REQUIRED TASK: In the lines below, switch every "target description" to "object description" and leave all other text unchanged. Give back all the lines without the pictures.
— Begin EXCERPTED DATA —
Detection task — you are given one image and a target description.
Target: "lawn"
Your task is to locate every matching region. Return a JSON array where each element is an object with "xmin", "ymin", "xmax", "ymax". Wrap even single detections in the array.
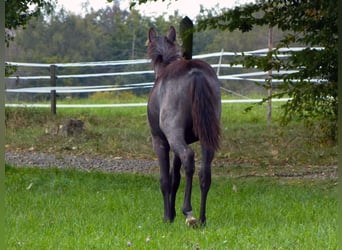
[{"xmin": 5, "ymin": 166, "xmax": 337, "ymax": 249}]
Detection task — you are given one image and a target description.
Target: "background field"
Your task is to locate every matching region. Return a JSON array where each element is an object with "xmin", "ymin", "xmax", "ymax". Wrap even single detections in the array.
— End EXCERPTED DATA —
ANSWER TO THIS PROBLEM:
Detection task — you are given one image and a object description.
Target: "lawn"
Your task is to locate every matching region. Return a JSON array where each element is an object with "xmin", "ymin", "xmax", "ymax". Wrap even single detections in the array.
[{"xmin": 5, "ymin": 166, "xmax": 337, "ymax": 249}]
Detection task — you are given one image and a object description.
Target: "background field"
Your task is to locate every matching region. Return a JSON array where each element is an object with "xmin", "ymin", "xmax", "ymax". Wrap even single detections in the array.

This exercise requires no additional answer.